- _Task_: Copy the records from their first line through the line that contains "x=1125 y=389", swapping every "pointer" for "locator" and leaving all else unchanged.

- _Extracted records_:
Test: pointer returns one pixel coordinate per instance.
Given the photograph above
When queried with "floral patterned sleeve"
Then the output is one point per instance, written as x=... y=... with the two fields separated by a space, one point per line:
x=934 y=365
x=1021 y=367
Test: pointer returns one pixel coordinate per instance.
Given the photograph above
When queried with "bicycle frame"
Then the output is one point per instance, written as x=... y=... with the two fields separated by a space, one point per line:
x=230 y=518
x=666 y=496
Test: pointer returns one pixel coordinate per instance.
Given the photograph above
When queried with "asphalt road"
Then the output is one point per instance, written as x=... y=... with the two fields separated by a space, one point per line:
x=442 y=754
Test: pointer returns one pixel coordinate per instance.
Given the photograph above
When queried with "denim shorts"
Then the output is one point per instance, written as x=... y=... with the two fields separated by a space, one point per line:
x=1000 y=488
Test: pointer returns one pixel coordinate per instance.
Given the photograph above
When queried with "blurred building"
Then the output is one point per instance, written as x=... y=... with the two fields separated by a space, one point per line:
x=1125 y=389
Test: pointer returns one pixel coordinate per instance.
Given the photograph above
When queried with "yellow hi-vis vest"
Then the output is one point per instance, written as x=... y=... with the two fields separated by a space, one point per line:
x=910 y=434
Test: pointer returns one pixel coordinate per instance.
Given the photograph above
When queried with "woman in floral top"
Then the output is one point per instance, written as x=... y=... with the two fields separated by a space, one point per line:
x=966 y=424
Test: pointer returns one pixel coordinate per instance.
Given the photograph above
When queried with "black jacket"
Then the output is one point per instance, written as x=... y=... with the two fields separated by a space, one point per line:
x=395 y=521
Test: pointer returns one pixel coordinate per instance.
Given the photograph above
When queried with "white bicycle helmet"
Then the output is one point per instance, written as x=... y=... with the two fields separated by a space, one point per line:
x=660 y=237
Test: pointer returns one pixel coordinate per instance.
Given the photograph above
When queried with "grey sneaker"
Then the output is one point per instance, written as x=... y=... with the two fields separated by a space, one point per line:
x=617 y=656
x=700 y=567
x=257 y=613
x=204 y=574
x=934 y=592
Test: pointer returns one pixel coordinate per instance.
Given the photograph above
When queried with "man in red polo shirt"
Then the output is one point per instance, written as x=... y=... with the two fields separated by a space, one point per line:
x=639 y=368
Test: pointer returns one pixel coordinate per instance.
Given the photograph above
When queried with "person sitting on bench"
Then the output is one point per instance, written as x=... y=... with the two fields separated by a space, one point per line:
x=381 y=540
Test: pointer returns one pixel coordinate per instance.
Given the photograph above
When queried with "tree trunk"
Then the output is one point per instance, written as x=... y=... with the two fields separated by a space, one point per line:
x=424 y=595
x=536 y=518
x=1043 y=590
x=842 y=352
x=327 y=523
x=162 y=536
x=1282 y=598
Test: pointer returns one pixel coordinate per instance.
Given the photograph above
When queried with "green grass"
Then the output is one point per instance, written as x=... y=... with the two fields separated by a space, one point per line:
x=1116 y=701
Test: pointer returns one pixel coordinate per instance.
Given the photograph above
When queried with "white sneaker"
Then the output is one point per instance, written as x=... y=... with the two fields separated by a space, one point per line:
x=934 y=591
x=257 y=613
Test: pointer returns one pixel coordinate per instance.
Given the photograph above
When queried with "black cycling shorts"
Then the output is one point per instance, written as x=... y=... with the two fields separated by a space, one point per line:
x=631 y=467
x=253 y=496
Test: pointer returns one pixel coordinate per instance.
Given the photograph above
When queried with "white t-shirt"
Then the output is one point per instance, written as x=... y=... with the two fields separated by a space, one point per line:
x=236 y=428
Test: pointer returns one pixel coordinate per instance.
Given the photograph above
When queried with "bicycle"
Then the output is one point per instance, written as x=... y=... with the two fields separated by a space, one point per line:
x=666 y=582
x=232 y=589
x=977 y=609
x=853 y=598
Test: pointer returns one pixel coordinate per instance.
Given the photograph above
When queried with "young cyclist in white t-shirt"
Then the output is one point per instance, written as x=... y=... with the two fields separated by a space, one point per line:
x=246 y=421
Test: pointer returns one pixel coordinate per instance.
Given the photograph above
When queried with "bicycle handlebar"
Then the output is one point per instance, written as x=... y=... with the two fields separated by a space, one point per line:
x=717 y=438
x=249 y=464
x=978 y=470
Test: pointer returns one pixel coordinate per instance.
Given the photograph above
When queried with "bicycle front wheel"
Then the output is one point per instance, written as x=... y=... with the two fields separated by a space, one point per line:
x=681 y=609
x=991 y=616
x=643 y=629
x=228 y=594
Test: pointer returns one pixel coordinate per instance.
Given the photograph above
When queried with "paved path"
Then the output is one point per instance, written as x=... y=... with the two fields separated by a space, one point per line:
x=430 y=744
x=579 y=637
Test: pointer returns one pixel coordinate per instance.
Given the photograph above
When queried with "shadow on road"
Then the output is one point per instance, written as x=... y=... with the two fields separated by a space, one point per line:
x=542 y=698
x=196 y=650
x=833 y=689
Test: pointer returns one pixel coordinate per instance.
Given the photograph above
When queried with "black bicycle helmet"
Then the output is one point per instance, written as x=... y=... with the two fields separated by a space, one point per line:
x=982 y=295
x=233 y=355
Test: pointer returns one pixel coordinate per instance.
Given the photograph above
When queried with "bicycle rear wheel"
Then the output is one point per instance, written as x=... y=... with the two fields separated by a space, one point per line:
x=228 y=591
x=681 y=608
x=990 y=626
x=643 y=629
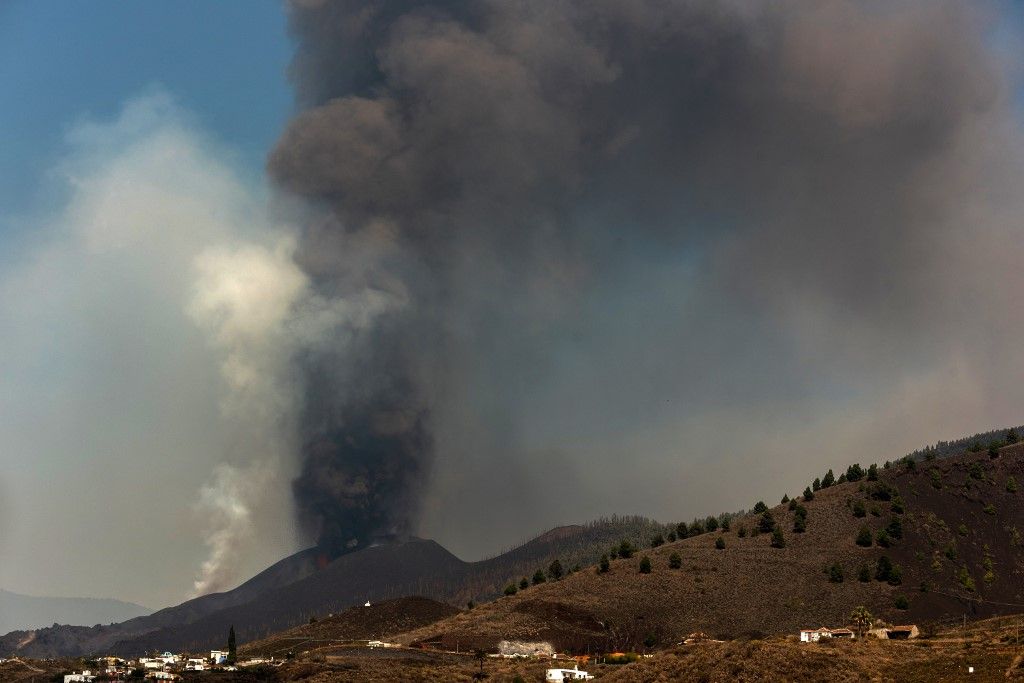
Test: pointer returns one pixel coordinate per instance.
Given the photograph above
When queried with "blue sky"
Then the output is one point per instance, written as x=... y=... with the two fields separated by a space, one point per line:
x=61 y=61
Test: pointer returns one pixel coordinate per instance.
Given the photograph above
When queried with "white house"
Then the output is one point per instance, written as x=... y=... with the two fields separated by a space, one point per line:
x=560 y=675
x=814 y=635
x=85 y=676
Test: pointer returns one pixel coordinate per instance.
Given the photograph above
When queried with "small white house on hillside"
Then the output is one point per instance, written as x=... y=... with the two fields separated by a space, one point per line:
x=559 y=675
x=814 y=635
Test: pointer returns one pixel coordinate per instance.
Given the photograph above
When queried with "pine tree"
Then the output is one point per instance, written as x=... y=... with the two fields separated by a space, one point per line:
x=555 y=569
x=861 y=620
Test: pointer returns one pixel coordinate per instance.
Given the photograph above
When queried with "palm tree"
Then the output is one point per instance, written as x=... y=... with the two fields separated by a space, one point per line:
x=861 y=620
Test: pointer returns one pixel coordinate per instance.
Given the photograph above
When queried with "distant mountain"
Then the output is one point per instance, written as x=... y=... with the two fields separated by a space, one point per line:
x=29 y=611
x=958 y=515
x=303 y=586
x=74 y=640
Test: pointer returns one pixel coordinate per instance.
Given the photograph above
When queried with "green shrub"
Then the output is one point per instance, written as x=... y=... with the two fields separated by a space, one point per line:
x=895 y=575
x=964 y=577
x=976 y=471
x=895 y=528
x=883 y=568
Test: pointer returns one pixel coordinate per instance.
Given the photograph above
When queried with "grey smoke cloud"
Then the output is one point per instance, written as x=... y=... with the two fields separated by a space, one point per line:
x=644 y=245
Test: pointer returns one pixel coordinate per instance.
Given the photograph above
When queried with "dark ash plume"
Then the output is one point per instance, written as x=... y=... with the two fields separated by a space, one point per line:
x=498 y=166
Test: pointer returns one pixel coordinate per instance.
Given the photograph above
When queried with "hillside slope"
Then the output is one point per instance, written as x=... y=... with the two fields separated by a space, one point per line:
x=961 y=552
x=388 y=571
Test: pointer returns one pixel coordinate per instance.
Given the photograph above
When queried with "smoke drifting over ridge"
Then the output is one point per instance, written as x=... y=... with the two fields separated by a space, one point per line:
x=778 y=195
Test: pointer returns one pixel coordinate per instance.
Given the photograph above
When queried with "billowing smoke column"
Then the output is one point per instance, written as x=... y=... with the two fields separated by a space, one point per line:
x=489 y=165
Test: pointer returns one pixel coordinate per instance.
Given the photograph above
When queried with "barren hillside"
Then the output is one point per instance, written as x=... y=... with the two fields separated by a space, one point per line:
x=960 y=553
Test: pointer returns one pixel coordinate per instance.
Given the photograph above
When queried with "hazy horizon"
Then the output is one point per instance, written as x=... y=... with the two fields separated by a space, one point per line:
x=425 y=268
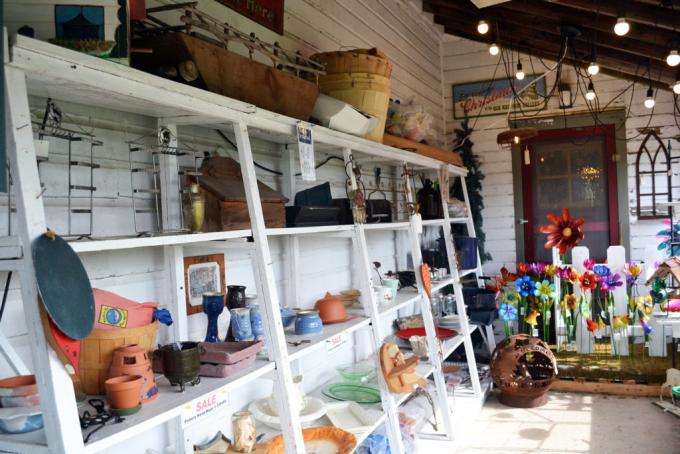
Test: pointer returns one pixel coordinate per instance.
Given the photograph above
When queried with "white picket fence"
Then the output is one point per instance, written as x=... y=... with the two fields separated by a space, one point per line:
x=616 y=261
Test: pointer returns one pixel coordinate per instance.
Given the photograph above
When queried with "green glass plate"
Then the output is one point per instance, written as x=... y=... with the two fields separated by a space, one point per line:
x=354 y=392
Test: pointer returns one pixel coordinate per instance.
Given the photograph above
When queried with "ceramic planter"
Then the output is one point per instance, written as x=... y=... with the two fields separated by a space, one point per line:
x=20 y=385
x=123 y=392
x=181 y=363
x=133 y=360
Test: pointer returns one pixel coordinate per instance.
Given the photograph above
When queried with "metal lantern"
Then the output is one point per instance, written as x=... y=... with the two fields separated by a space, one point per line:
x=523 y=368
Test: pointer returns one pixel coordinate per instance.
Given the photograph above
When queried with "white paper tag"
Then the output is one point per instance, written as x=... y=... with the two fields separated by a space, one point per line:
x=336 y=342
x=205 y=407
x=306 y=149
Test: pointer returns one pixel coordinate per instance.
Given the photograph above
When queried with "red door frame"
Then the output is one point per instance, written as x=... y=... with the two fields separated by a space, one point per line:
x=609 y=133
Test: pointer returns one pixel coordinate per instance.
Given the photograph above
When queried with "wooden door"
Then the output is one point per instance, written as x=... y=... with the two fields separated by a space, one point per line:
x=572 y=168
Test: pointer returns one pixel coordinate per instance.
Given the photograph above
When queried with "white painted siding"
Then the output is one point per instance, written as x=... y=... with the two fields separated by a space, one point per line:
x=468 y=61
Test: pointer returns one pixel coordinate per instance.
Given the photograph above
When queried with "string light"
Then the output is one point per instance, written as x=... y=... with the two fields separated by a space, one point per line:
x=493 y=49
x=649 y=101
x=590 y=94
x=622 y=26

- _Response for this exercise_:
Test: locator returns one pixel coordinate per instance.
Given the photograph above
When queried with "floral patterned sleeve"
Then the output is one point per instance, written as x=... y=... with the two fields separated by a space, one point per line:
x=934 y=365
x=1021 y=367
Test: locator returns one pixel coordinate per instance.
Given the photograph above
When queried with "bicycle frame"
Then the output is one point per instance, written as x=... y=... with the two fields separated by a space, one point per line:
x=230 y=518
x=666 y=496
Test: locator returns one pixel coordinate per instance.
Given the photograph above
When queried with "asphalt road"
Then the output is one point per instance, written as x=... y=... with the two fields separated by a space, one point per line:
x=442 y=754
Test: locator returns one pixel coordinate per instance.
Given the photograph above
When queried with "denim shorts"
Then the output is one point per instance, written as x=... y=... with the two fields separated by a space, one point per line:
x=1000 y=488
Test: locator returns one pixel coordinate per instance.
Given the photograph above
When queried with "blurred building"
Then the output is one point per instance, written as x=... y=... with the two fields separated by a space, one point per line:
x=1125 y=389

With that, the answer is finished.